#### Dokument

# SmartObjeke umbenennen



## docma (6. Mai 2014)

Hallo,

Ich habe ein Template gebastelt, nun ist mir aufgefallen das ich viel den Namen "Test" verwendet habe (bei den Smartobjekten).
Gibt es eine möglichkeit diese verknüpfungen umzubenennen ohne das ich alles nochmal einsetzten muss?

LG


----------



## Martin Schaefer (6. Mai 2014)

Ich bin mir zwar relativ sicher, dass ich irgendwas falsch verstanden habe, aber du kannst doch Layer ganz einfach umbenennen? Wenn dich die Klickerei nervt, dann kannst du auch die Tabulator-Taste nutzen, um von Ebene zu Ebene zu springen und direkt den Ebenennamen eingeben zu können.

Wenn es noch komfortabler gehen soll, dann musst du dir ein Script schreiben. Vermutlich overkill wenn du das nicht ständig machen musst, sondern eher eine einmalige Aktion für dein Templatefile ist.

Was meinst du mit "Verknüpfungen"? Dieser Begriff sagt mir im Moment erstmal nichts, im Zusammenhang mit Ebenen. *kopfkratz*

Gruß
Martin


----------



## docma (6. Mai 2014)

Hallo Martin,

Also es geht nicht um den Namen der Ebene, sondern um den Namen des SmartObjektes.

z.B. du ziehst ein *test.jpg in eine offene *psd Datei. Nun erstellt dir Photoshop ein SmartObjekt. 
Nach Doppelklick auf das SmartObjekt kommst du also in den Bearbeitungsmodus von *test.jpg -> diesen Namen würde ich gerne ändern ohne das ich nochmals alles platzieren und verzerren muss.

Ich weiss in CC kann mann dies einfach mit Verknüpfungen lösen. Ich Arbeite aber noch mit CS6, hier wird dies noch Temporär gelöst.


----------



## Martin Schaefer (6. Mai 2014)

Ah, ok. Jetzt verstehe ich was du machen möchtest.
Leider kenne ich keine Möglichkeit, den intern gespeicherten Dateinamen zu editieren, auch nicht via Script. Aber ich kenne ein schickes, kleines Plugin, dass es dir ermöglicht, Smartobjects mit externen Dateien zu verknüpfen, auch ohne Photoshop CC. 

Schau einfach mal hier nach:
http://www.canlinkit.com

Gruß
Martin


----------

########
#### Gegebene Zeilen

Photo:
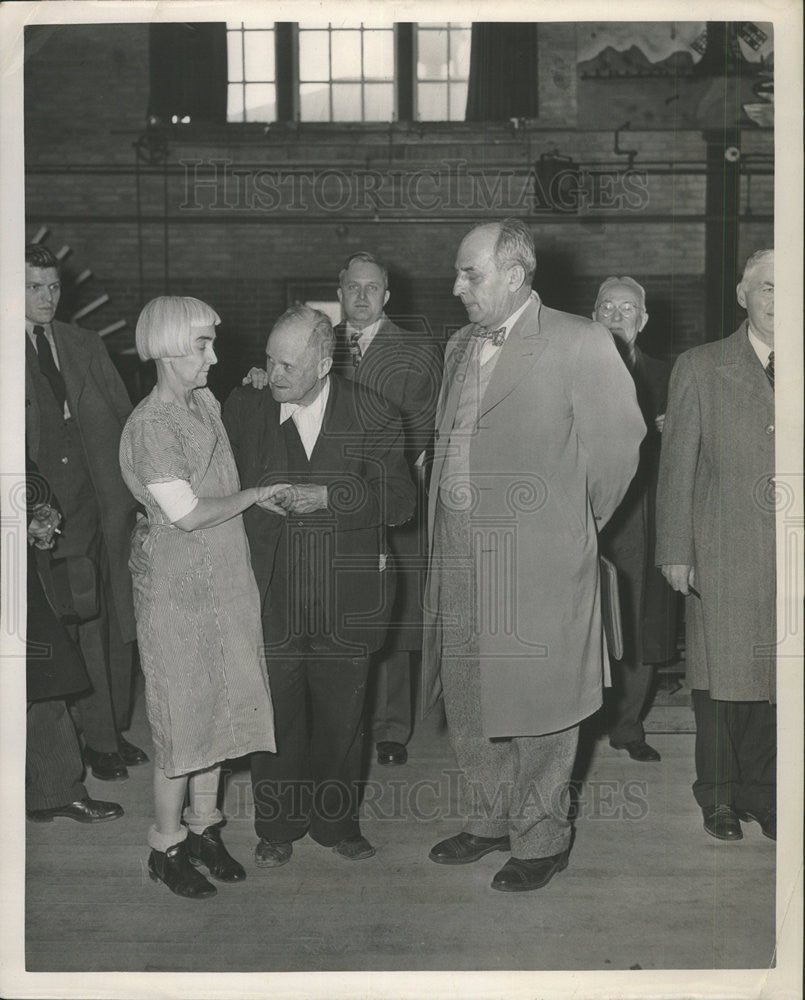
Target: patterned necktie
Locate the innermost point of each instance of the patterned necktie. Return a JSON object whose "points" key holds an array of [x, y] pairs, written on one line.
{"points": [[355, 348], [496, 336], [769, 369], [47, 365]]}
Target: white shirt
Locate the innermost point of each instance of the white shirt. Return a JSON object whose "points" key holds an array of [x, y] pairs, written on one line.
{"points": [[29, 327], [367, 334], [488, 349], [308, 419], [762, 350]]}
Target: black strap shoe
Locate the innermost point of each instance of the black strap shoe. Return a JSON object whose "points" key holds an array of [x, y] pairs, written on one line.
{"points": [[208, 849], [105, 766], [174, 869]]}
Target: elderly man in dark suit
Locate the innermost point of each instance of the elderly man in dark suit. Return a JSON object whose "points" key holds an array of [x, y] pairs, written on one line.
{"points": [[716, 545], [647, 603], [537, 438], [335, 453], [53, 765], [75, 409], [404, 367]]}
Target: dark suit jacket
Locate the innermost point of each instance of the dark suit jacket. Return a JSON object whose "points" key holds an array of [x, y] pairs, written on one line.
{"points": [[628, 539], [100, 405], [405, 368], [319, 574], [54, 667]]}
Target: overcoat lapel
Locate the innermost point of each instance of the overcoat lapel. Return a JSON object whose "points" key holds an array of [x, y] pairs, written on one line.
{"points": [[524, 345]]}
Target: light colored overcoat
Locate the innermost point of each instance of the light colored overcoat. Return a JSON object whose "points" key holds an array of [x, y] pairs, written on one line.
{"points": [[716, 512], [556, 445]]}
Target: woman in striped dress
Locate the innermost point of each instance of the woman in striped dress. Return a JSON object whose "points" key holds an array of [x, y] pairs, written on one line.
{"points": [[196, 601]]}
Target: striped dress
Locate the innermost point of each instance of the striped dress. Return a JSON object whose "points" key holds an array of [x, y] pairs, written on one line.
{"points": [[195, 599]]}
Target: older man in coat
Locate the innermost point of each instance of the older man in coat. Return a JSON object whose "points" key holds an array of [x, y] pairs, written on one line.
{"points": [[75, 408], [716, 545], [537, 437]]}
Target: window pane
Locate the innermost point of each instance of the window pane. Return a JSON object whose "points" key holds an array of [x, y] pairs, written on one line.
{"points": [[378, 102], [234, 102], [314, 102], [259, 48], [346, 55], [346, 102], [432, 102], [458, 101], [431, 55], [234, 56], [261, 102], [314, 58], [378, 55], [460, 54]]}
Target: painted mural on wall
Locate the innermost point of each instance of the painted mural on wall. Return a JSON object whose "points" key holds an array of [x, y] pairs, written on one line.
{"points": [[671, 74]]}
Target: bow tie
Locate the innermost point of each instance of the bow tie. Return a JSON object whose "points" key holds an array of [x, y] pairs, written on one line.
{"points": [[496, 336]]}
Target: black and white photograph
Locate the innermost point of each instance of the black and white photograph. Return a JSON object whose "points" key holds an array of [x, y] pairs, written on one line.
{"points": [[402, 500]]}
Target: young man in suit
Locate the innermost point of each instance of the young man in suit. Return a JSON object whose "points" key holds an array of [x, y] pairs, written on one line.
{"points": [[537, 438], [335, 453], [75, 409], [647, 603], [716, 545], [405, 368]]}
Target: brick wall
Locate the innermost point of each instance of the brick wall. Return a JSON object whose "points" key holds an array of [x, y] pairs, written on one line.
{"points": [[234, 215]]}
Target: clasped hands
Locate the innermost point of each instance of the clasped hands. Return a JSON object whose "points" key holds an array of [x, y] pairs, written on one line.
{"points": [[292, 498]]}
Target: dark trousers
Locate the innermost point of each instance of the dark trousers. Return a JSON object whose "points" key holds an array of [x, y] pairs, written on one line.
{"points": [[104, 711], [53, 765], [736, 753], [311, 782]]}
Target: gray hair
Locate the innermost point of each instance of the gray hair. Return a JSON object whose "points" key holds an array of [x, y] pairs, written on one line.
{"points": [[613, 280], [366, 258], [755, 260], [322, 336]]}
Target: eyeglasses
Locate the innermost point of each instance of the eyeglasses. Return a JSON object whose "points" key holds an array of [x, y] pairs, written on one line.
{"points": [[626, 309]]}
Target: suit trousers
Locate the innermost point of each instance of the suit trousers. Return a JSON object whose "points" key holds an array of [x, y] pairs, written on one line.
{"points": [[105, 710], [736, 753], [312, 781], [520, 785], [53, 765]]}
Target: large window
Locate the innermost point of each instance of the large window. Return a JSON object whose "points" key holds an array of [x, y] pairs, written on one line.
{"points": [[348, 74], [442, 71]]}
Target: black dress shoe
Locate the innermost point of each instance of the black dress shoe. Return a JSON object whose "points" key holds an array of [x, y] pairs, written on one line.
{"points": [[174, 869], [85, 810], [638, 750], [524, 874], [354, 848], [766, 817], [391, 753], [465, 848], [722, 823], [208, 849], [131, 754], [106, 766]]}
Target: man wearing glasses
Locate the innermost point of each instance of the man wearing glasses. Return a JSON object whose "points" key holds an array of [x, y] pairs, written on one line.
{"points": [[647, 603]]}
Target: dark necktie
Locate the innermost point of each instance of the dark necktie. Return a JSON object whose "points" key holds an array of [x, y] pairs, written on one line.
{"points": [[47, 365], [496, 336], [769, 369], [355, 348]]}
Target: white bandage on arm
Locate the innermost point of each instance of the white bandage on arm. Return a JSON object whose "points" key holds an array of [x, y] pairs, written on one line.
{"points": [[176, 498]]}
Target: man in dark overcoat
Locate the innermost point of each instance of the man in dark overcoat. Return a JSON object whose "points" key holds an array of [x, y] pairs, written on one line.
{"points": [[336, 457], [716, 545], [405, 368], [75, 409], [647, 602]]}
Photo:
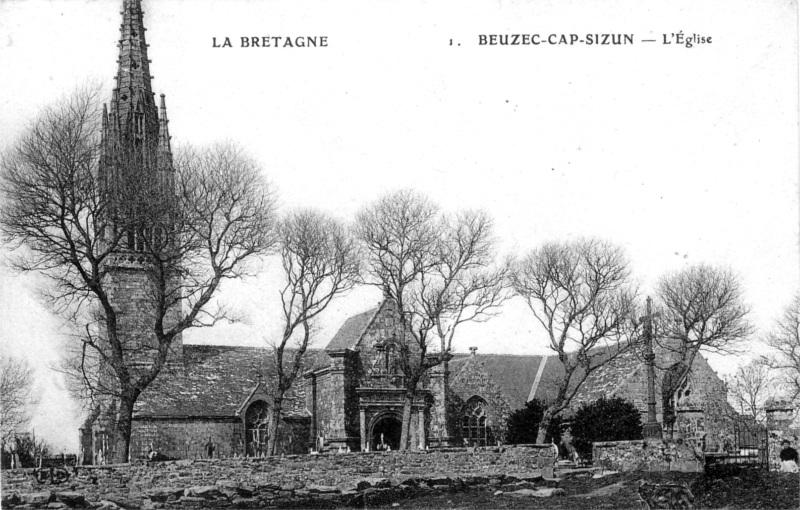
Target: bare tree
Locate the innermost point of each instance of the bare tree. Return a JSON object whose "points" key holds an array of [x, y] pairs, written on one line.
{"points": [[320, 262], [785, 341], [581, 295], [184, 229], [749, 388], [701, 308], [16, 382], [437, 269]]}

########

* Arbeitsaufträge
- A) Mit welcher Photoshop-Version arbeitet docma laut dem Dokument noch?
- B) Suchen Sie alle Zeilen heraus, in denen das Wort „dress“ vorkommt, und schreiben Sie diese ab.

* Erwartete Lösungen
- A) Mit CS6.

- B)
Target: woman in striped dress
Locate the innermost point of each instance of the woman in striped dress. Return a JSON object whose "points" key holds an array of [x, y] pairs, written on one line.
Target: striped dress
Locate the innermost point of each instance of the striped dress. Return a JSON object whose "points" key holds an array of [x, y] pairs, written on one line.
Target: black dress shoe
Locate the innermost point of each instance of the black dress shoe. Return a JSON object whose "points" key holds an array of [x, y] pairs, written on one line.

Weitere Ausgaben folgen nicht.